演習用の文章 ▸
そして私はまたトラウマを喚起されることになりました。
いったん浄化されたトラウマが、別のかたちで呼び戻されてから帰途をたどることになりました。
そしてそれは悪いことではないのだと思います。
これが私の次の仕事につながると思うから。

ただ、神田橋先生のお話を聞いたあとだったので、「なぜ私にはこの種の出来事がトラウマになるのだろう」と帰りの飛行機の中で考えました。
会の最後に最後、その事件が起きたとき、私がとっさに感じたのは「怒り」でした。
なぜ怒りを感じるのか、自分で考えてみました。
そしてその底に、悲しみがあることに気づいたのです。

あくまでpatronizingな態度の支援者。
ときには当事者を飛び道具にしても平気で許されると思っている。
私はこのような状況が心底悲しいのでした。
みんなは悲しくないのかもしれません。でも私は悲しいのです。
そんなの本物の社会じゃないからです。

課題の目的 ▸ トラウマの底にある悲しみを語った文章を、最後の文のあとから書き進めること。 一覧の内容はこの作業とは関係しない。

表示データ ▸

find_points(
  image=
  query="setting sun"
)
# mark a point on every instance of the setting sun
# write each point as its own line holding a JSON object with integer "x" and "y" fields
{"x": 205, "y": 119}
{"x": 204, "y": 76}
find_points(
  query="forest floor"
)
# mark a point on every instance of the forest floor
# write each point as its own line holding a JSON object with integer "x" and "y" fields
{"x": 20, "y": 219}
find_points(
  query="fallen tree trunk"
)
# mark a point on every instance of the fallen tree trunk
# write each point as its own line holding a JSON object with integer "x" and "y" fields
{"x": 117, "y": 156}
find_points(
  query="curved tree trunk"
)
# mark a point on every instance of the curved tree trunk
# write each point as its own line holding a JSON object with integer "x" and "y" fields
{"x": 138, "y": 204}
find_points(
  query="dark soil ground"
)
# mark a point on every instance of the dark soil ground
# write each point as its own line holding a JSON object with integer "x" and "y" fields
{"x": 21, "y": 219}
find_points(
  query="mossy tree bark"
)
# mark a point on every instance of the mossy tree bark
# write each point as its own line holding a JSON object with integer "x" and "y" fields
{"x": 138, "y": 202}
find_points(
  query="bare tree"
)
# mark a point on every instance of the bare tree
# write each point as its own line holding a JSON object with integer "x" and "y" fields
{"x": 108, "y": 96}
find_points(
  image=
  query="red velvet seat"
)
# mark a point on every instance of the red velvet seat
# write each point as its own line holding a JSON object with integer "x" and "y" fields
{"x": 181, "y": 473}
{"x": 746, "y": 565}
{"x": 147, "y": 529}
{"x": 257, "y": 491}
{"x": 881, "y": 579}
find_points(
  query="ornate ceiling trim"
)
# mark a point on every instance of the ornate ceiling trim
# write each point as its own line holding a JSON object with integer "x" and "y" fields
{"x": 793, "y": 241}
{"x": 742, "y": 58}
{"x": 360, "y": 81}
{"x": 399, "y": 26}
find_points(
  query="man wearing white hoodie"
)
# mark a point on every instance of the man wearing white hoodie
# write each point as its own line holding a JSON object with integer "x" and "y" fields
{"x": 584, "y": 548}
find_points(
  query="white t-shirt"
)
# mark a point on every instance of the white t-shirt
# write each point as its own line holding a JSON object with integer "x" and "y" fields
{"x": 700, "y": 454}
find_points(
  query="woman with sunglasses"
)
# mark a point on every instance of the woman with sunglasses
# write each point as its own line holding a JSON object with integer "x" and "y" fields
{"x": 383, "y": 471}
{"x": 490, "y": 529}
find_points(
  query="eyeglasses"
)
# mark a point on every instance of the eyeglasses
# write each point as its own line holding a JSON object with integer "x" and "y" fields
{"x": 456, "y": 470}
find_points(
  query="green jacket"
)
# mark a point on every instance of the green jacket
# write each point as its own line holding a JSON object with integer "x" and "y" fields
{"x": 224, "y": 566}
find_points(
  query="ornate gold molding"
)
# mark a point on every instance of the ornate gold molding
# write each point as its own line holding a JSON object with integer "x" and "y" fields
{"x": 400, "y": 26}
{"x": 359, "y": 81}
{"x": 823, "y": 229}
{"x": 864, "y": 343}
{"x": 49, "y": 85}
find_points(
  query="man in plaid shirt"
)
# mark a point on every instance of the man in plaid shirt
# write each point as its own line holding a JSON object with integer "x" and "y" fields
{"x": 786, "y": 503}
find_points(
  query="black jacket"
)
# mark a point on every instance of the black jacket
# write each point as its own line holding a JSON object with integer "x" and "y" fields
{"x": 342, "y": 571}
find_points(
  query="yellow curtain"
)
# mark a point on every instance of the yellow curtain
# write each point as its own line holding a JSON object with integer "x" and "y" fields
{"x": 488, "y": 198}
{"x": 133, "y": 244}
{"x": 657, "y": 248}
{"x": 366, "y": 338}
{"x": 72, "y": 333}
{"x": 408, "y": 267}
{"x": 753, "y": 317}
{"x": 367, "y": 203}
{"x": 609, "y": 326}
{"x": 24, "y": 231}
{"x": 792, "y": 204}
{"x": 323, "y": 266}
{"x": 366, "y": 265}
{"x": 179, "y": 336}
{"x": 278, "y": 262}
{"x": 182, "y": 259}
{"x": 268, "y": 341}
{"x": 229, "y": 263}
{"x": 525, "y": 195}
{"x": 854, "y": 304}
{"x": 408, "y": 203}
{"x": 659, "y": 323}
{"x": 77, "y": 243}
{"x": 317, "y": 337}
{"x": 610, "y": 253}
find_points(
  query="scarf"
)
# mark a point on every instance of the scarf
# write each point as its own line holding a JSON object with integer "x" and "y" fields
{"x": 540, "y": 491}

課題の出力 ▸
そして私のギョーカイトラウマの一つは
こういうやりとりを方々で目にしてきたことなのだと気づきました。
私が直接受けた被害以外にも、こういうやり取りを目にしてきたことが私の傷になっていることに初めて気づきました。
つまり誰かが誰かにpatronizingな態度をとることが
よほど私の本性に反することなのだと思います。

そしてそういうところに悲しみを感じるのが私の命だからこそ
そういう支援から抜けていける子
支援者のその態度にノーと言える子
を増やしていきたいと考えるのかもしれません。
「治ってますか? 発達障害」を作ったのもだからかもしれません。